● Data shown:
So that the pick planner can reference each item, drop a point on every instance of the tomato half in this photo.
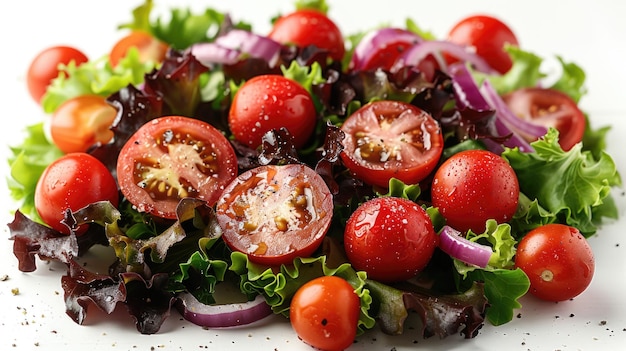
(558, 261)
(391, 139)
(45, 67)
(488, 35)
(82, 122)
(549, 108)
(473, 186)
(173, 157)
(391, 239)
(269, 102)
(309, 27)
(275, 213)
(324, 312)
(150, 48)
(72, 182)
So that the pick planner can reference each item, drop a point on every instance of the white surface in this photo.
(589, 33)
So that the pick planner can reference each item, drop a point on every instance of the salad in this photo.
(168, 250)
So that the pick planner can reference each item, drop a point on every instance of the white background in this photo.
(591, 33)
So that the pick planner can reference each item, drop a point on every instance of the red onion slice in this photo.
(454, 244)
(222, 316)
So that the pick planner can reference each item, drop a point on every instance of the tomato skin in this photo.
(45, 67)
(309, 27)
(489, 36)
(558, 261)
(391, 239)
(473, 186)
(274, 214)
(550, 108)
(82, 122)
(269, 102)
(386, 139)
(324, 312)
(173, 157)
(150, 48)
(73, 181)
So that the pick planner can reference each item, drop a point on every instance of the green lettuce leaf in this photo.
(569, 184)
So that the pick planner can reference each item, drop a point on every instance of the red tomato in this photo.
(473, 186)
(171, 158)
(558, 261)
(391, 239)
(550, 108)
(324, 312)
(275, 213)
(150, 48)
(391, 139)
(45, 67)
(309, 27)
(488, 35)
(82, 122)
(269, 102)
(72, 182)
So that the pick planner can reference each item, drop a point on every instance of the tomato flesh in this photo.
(473, 186)
(558, 261)
(171, 158)
(324, 312)
(309, 27)
(549, 108)
(391, 139)
(81, 122)
(391, 239)
(72, 182)
(275, 213)
(45, 67)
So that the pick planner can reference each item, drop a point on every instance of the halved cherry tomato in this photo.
(149, 47)
(45, 67)
(473, 186)
(488, 35)
(386, 139)
(72, 182)
(390, 238)
(269, 102)
(549, 108)
(173, 157)
(309, 27)
(324, 312)
(558, 261)
(275, 213)
(82, 122)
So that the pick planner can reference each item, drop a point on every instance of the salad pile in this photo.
(343, 181)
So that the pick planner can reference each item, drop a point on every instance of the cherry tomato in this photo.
(550, 108)
(386, 139)
(309, 27)
(171, 158)
(45, 67)
(488, 35)
(558, 261)
(324, 312)
(269, 102)
(72, 182)
(391, 239)
(150, 48)
(275, 213)
(473, 186)
(82, 122)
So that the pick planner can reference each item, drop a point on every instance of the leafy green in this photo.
(96, 77)
(573, 185)
(27, 162)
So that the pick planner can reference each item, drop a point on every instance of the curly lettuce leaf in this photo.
(95, 78)
(572, 185)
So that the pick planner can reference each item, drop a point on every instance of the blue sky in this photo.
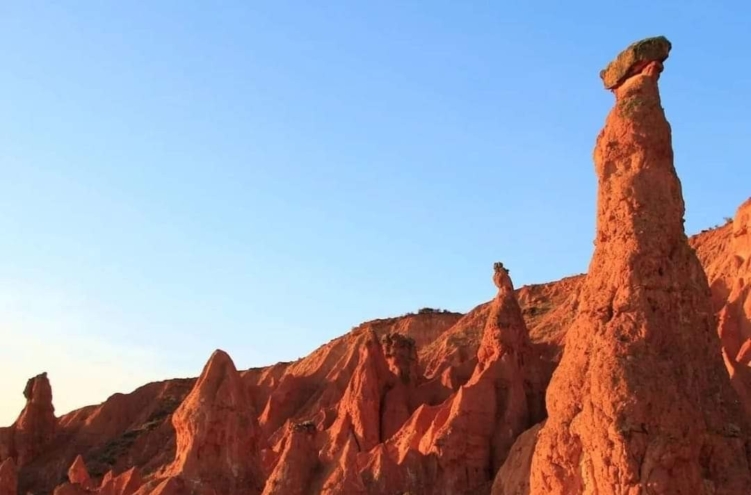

● Stated exercise:
Present the whole listing above as a numbered list with blank lines left out, and don't include the pictures.

● Response for this exercise:
1. So that the pick planner can reference each item, drop a point on every instance of the tomato half in this photo.
2. (558, 261)
3. (391, 139)
4. (45, 67)
5. (488, 35)
6. (82, 122)
7. (549, 108)
8. (473, 186)
9. (173, 157)
10. (391, 239)
11. (269, 102)
12. (309, 27)
13. (275, 213)
14. (324, 312)
15. (150, 48)
16. (72, 182)
17. So that the pick planner can reference each item, drop a point on every instance of the white surface in this photo.
18. (589, 33)
19. So that the pick planner can reference each item, drop a point on every instance of the salad in this photo.
20. (168, 250)
21. So that the pick planner can reference each item, drop a point on every instance of the white background in this photo.
22. (591, 33)
23. So that the pick planner can reference each item, drop a point on every instance of the red onion slice in this photo.
24. (454, 244)
25. (222, 316)
26. So that the pick planner can reference each item, drop a point on every instance of the tomato skin in this photo.
27. (45, 67)
28. (309, 27)
29. (489, 36)
30. (558, 261)
31. (391, 239)
32. (473, 186)
33. (274, 214)
34. (550, 108)
35. (82, 122)
36. (269, 102)
37. (386, 139)
38. (324, 312)
39. (173, 157)
40. (150, 48)
41. (73, 181)
42. So that the pick planner can reference each item, drop a point on every instance of the green lettuce leaf in this photo.
43. (569, 184)
44. So that the pick planner can reference each item, drop a point on every instance of the red tomato in this photo.
45. (473, 186)
46. (171, 158)
47. (558, 261)
48. (391, 239)
49. (550, 108)
50. (324, 312)
51. (275, 213)
52. (150, 48)
53. (391, 139)
54. (45, 67)
55. (309, 27)
56. (488, 35)
57. (82, 122)
58. (269, 102)
59. (72, 182)
60. So that the pick planner can reference each item, drop a point on every instance of the tomato flesh in this photo.
61. (473, 186)
62. (558, 261)
63. (171, 158)
64. (324, 312)
65. (309, 27)
66. (549, 108)
67. (391, 139)
68. (81, 122)
69. (391, 239)
70. (72, 182)
71. (275, 213)
72. (45, 67)
73. So that the pick planner can reference each item, drop a point on every instance of the halved cherry tomato in this photo.
74. (149, 47)
75. (45, 67)
76. (473, 186)
77. (488, 35)
78. (386, 139)
79. (72, 182)
80. (390, 238)
81. (269, 102)
82. (549, 108)
83. (173, 157)
84. (309, 27)
85. (324, 312)
86. (558, 261)
87. (275, 213)
88. (82, 122)
89. So that the pick planner can reference each item, drop a point on every instance of the salad pile in this photo.
90. (343, 181)
91. So that the pick planner can reference each item, drop a point on every instance of the cherry tomato in this photo.
92. (550, 108)
93. (386, 139)
94. (309, 27)
95. (171, 158)
96. (45, 67)
97. (488, 35)
98. (558, 261)
99. (324, 312)
100. (269, 102)
101. (72, 182)
102. (391, 239)
103. (150, 48)
104. (275, 213)
105. (473, 186)
106. (82, 122)
107. So that the pick planner can reference each item, drop a point on every instance of the leafy green in this photo.
108. (96, 77)
109. (573, 185)
110. (27, 162)
111. So that the pick planner can reference each item, drop a point on every instance of the curly lettuce leaf in this photo.
112. (95, 78)
113. (572, 185)
114. So that the pick planner can reference each item, drop a point on every instance of the blue sky in this photo.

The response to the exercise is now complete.